STATED TASK:
From the interview on theological training below, pull out everything from "So when every" down to "ability wrestle with it.", word for word.
* START TEXT TO READ *
When I was writing a section on Roman Catholicism and the Canon of scripture I spent two and a half years just talking to other Roman Catholics. Not just friends, but apologists for Roman Catholicism and trying to understand them and understand where they are coming from and I even went into a spiritual thing myself where I said "Lord, I don’t want to approach this as a one answer will, but I’m looking for the right answer and give it m,e" and hopefully I will put it in the notes for The Theology Program well, I want to know the truth and if any of these issues I need to change in help me to change.
So when every you are approaching theological issues and approaching apologetics there is a sense that you have to approach it at least from the human side that we could be wrong and if you don’t approach it like that all we are doing is engaging in a study of confirmation of prejudices. I’m going to study this to show that I am right, I’m going to preach this so I can get an amen. You’ve got to be willing to change, and the degree to which you are willing to change in all of your studies is the degree that you are going to come out of it confident in whatever conclusion you come to. Now I happen to come to the conclusion of the evangelical consensus about the central issues of the Christian faith and I’m glad I do but I still to the best of my ability wrestle with it.
BA: Very good, and I want to point people to The Theology Program as a good place to start for a great resource for theological training and a good starting point. Now talk about if you would, certain pitfalls that you see that come from neglecting theological training in whatever degree.
MP: Well, obviously, here’s the first place we’ve got to start, if we neglect theological training what we’re essentially saying, and theology is a big word, theological training sounds more academic or I could put is down a little lower, we’re neglecting coming to know our God at a deeper level. We’re saying to God, listen, you’ve revealed a lot about yourself but it’s a little too confusing so I’m not going to wrestle with it. We’re saying Lord, I know you want to come to know me and that’s fine, come to know me, but I can’t come to know you, you’re either, you can put it in a very positive sense, you’re too great for me to be able to define in human language, or I don’t have time for you, really is what we sometimes say and so the importance is this, say you just got married to someone and you say after a few months of marriage your wife sits down with you and says I want to know a little bit more about you, I know a lot about you, you know we’re married but tell me about where you grew up and what was it like with your relationship with your sisters and you would think that that’s great and you would think that’s a normal part of marriage and your wife turns around and says now let me a little bit about my past and about me and my personality and my likes and dislikes, let me tell everything about me and you say, no, I love you so much that I don’t really want to know any more about you.
I think that sometimes when we neglect theology that’s what we’re saying. God, cook my meals, God, contribute in the family circle, in very practical ways, make me feel better, at night time we will take turns with the kids, that kind of stuff, but I don’t want to get to know you in any profound sense and that is what he’s doing because he’s written a pretty big book both in the Bible and in the sky and said I want to tell you about me. I want to tell you a whole lot about me and I’m big enough and I’m powerful and I’m smart enough to make it to where you can actually understand a great deal of things and Moses at Sinai after he gave the commandments to Israel, the Swan Song, in Deuteronomy, he said the secret things belong to the Lord and often we look at that verse and we stop there and we think, oh yea, the secret things, those are very secret and the mysterious things and anytime there is a mystery in my life I will appeal to that verse. The emphasis of that verse is after the book but the things revealed belong to us. There’s a lot that has been revealed by God to us and they belong to us there are part of our cherished possession in so much as they give us an understanding of God and so you can come to know God, you can come to know him profoundly, yes, there’s people who agree on many different issues but that does not alleviate us of that responsibility of that wrestling match with the angel of the Lord.
* END TEXT TO READ *
* START RAW DATA *
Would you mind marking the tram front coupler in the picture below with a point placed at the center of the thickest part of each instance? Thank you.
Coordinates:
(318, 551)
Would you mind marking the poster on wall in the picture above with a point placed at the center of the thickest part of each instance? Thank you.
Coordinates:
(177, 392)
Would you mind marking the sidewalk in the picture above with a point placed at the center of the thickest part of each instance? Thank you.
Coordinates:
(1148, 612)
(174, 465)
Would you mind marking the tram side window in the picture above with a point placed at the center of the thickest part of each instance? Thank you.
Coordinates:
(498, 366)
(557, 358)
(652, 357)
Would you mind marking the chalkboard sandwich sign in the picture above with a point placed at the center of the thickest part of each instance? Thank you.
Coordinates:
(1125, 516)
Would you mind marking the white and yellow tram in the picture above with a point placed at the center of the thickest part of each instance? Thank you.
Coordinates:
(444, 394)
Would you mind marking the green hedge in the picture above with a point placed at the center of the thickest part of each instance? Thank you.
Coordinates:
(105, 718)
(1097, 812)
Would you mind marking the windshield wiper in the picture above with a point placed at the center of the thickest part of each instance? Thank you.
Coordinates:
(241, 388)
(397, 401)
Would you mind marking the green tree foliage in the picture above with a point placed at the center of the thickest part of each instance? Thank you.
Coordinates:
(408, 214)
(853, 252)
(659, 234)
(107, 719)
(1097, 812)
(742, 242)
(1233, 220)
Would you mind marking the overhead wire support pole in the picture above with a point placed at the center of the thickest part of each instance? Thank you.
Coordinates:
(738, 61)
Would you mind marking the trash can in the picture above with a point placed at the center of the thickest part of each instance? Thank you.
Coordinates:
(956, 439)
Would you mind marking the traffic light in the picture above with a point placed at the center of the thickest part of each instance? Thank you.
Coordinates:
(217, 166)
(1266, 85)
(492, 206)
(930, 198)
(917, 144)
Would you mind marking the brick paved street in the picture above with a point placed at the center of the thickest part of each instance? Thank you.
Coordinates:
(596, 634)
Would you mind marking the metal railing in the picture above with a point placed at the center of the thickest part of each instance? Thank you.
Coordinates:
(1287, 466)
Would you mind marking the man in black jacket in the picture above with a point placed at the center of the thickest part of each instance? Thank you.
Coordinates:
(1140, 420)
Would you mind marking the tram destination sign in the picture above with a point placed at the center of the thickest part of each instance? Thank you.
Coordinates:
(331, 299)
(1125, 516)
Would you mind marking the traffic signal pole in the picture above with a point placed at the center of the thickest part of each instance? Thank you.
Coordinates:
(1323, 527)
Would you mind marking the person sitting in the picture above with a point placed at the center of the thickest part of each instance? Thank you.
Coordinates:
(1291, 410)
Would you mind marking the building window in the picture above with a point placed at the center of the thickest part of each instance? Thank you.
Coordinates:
* END RAW DATA *
THE REPLY:
So when every you are approaching theological issues and approaching apologetics there is a sense that you have to approach it at least from the human side that we could be wrong and if you don’t approach it like that all we are doing is engaging in a study of confirmation of prejudices. I’m going to study this to show that I am right, I’m going to preach this so I can get an amen. You’ve got to be willing to change, and the degree to which you are willing to change in all of your studies is the degree that you are going to come out of it confident in whatever conclusion you come to. Now I happen to come to the conclusion of the evangelical consensus about the central issues of the Christian faith and I’m glad I do but I still to the best of my ability wrestle with it.